Region labeling records

# # #

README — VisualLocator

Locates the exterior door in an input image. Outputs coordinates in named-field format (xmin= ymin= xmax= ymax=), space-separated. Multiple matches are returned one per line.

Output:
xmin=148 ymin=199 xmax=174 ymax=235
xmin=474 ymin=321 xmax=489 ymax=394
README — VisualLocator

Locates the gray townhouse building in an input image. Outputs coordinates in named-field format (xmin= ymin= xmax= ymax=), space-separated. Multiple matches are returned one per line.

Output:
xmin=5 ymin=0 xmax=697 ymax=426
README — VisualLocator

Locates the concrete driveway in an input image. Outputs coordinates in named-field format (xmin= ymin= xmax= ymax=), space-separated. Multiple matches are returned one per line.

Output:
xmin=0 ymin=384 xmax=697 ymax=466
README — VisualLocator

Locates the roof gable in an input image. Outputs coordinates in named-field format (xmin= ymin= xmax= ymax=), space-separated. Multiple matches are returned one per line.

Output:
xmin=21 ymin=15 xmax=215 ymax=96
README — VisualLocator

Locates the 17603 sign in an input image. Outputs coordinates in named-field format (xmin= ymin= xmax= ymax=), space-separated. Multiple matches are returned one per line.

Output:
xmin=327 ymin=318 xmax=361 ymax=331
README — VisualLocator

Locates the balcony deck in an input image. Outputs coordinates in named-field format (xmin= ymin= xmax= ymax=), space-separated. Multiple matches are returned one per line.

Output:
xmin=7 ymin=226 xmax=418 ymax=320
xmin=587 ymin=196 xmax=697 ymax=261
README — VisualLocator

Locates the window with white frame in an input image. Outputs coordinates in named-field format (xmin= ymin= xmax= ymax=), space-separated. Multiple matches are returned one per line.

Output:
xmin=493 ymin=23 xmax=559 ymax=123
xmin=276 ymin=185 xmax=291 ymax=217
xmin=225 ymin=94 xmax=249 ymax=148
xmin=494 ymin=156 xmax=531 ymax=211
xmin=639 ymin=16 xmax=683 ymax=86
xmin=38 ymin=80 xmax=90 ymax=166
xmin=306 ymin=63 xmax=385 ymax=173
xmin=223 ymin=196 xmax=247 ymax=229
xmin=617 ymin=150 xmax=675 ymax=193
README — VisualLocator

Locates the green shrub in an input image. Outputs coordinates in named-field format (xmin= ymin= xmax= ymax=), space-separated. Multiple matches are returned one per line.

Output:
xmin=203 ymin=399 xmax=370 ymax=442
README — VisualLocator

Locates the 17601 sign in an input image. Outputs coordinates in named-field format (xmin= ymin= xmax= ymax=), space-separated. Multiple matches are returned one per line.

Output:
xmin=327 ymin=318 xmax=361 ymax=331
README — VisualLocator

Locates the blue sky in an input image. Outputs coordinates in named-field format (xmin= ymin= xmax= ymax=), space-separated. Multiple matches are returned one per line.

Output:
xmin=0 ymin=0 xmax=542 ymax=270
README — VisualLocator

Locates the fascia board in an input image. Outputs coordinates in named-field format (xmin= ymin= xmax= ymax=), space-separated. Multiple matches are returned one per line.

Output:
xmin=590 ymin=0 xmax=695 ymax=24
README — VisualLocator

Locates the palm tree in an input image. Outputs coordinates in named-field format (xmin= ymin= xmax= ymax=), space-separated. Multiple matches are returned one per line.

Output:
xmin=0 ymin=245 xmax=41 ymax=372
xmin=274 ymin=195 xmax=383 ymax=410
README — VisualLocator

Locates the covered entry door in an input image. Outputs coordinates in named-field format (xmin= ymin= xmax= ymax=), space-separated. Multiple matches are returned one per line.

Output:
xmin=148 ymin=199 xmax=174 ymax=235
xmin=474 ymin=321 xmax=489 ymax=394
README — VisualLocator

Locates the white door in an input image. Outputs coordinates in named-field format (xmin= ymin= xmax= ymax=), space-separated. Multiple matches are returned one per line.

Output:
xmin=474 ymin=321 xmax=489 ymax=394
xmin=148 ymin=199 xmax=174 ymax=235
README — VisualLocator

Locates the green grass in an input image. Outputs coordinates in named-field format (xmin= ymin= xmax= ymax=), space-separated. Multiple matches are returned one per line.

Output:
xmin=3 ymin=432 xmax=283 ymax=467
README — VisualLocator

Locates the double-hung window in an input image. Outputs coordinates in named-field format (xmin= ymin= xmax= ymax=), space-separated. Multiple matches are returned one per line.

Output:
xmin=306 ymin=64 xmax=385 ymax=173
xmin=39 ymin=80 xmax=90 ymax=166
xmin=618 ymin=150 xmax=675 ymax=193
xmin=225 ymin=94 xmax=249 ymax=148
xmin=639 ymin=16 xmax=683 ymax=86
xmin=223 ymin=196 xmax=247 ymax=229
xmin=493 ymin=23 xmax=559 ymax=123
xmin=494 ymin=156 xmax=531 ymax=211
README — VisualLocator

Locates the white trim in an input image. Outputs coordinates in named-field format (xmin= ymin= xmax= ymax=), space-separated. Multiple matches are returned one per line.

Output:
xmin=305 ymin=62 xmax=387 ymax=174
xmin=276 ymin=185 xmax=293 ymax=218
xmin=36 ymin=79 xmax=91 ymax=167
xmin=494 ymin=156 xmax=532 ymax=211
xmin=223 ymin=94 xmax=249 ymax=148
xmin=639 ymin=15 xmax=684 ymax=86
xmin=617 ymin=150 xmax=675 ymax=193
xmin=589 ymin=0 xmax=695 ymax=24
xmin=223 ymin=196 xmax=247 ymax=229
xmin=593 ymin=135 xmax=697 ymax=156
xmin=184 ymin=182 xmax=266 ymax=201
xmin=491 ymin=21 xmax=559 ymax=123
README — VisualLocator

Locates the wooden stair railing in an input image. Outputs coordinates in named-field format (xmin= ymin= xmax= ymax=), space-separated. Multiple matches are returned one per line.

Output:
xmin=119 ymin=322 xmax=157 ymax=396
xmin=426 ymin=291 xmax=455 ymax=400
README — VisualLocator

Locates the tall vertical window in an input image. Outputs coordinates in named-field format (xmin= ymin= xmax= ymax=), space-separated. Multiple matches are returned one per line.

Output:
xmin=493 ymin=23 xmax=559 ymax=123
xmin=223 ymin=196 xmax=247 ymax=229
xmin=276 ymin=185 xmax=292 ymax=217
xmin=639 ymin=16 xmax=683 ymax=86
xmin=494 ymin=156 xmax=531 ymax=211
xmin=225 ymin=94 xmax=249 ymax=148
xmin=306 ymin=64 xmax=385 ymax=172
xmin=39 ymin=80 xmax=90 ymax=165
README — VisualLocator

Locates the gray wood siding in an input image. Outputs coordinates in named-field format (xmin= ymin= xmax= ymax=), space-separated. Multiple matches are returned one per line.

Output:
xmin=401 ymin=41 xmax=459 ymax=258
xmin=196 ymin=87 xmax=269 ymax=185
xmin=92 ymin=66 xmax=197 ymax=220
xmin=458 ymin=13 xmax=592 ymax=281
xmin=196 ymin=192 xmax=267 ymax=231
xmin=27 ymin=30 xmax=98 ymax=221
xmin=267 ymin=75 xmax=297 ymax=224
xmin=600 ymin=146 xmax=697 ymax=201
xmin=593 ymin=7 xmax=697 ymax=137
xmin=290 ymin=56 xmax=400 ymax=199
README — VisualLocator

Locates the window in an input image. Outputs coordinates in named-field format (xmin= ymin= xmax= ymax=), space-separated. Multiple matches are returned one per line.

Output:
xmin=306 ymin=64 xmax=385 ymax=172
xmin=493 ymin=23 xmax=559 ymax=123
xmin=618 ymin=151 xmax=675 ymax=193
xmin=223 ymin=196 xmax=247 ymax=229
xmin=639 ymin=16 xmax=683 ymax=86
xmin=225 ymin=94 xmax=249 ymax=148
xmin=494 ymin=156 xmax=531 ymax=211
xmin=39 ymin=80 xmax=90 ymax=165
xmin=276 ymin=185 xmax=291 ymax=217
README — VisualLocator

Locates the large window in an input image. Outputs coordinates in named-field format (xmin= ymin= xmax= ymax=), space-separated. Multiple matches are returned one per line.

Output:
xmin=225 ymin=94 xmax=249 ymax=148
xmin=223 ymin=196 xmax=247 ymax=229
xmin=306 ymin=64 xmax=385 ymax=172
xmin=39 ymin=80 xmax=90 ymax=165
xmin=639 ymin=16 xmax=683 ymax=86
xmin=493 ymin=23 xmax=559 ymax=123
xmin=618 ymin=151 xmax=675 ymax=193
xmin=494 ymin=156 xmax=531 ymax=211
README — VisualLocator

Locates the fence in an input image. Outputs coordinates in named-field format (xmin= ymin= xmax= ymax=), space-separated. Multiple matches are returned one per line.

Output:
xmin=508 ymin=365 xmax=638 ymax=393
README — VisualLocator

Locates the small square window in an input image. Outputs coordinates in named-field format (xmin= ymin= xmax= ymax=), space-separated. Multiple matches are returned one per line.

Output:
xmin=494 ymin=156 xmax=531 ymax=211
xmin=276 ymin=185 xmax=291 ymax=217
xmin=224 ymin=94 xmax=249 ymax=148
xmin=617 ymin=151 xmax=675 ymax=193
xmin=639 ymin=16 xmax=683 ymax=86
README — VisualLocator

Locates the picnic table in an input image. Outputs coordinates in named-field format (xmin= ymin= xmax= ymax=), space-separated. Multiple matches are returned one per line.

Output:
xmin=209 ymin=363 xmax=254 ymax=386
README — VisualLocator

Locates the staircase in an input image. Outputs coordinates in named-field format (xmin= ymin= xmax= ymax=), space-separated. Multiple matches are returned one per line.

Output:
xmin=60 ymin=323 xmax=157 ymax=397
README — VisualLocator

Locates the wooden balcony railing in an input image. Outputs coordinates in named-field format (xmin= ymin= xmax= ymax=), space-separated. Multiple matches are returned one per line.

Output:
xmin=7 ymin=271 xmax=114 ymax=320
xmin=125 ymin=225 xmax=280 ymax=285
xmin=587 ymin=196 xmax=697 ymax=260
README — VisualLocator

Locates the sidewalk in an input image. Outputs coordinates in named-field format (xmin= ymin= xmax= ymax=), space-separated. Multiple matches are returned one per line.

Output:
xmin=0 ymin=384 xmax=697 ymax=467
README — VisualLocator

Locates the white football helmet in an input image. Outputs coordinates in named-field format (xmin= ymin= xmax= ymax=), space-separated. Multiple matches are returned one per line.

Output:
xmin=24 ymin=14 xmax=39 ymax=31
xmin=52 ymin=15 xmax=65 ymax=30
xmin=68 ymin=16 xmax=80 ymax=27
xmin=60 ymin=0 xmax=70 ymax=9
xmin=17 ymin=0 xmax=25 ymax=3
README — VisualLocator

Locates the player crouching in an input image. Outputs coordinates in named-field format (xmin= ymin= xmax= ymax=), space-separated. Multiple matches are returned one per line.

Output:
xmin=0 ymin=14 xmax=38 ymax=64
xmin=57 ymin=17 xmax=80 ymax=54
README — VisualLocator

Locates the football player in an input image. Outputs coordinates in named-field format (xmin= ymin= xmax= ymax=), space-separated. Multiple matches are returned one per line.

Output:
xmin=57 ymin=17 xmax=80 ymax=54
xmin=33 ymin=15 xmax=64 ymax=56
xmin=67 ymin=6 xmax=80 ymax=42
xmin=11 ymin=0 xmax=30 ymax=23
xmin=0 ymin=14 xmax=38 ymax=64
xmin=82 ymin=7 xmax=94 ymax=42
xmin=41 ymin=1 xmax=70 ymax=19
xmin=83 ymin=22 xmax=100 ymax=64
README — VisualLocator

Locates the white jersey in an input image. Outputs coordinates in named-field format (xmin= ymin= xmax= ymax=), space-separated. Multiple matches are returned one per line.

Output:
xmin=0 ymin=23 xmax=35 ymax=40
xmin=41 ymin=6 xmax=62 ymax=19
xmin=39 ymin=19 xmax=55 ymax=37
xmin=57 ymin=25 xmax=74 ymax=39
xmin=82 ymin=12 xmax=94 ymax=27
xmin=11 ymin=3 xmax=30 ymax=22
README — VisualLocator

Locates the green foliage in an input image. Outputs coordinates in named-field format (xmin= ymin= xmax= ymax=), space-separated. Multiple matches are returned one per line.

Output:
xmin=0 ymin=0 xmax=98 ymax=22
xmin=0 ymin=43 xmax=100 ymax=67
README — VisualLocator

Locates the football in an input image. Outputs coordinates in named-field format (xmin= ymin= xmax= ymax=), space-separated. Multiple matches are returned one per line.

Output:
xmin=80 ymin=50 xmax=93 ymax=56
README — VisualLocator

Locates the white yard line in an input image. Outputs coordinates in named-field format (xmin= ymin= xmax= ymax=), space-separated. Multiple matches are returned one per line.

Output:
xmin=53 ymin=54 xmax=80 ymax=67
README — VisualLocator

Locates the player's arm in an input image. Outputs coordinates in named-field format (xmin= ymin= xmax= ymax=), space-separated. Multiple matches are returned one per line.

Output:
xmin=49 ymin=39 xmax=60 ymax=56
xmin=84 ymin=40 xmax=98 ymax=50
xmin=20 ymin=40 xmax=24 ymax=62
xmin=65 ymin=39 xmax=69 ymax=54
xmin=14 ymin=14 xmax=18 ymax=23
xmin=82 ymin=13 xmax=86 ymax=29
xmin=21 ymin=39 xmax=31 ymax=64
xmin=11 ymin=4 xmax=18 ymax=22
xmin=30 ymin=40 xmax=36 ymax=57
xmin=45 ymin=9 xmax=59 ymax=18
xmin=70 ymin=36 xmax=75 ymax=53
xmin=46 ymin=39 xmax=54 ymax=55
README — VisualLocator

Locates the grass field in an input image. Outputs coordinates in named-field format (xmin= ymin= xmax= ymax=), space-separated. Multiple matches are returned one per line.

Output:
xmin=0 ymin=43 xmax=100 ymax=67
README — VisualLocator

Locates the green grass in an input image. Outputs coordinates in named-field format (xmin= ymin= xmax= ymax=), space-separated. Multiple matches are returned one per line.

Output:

# # #

GIVEN TASK
Count the lines in the items above that contain the string "balcony", treating uppercase and lowercase as different. Reply with the number only.

PROBLEM SOLUTION
2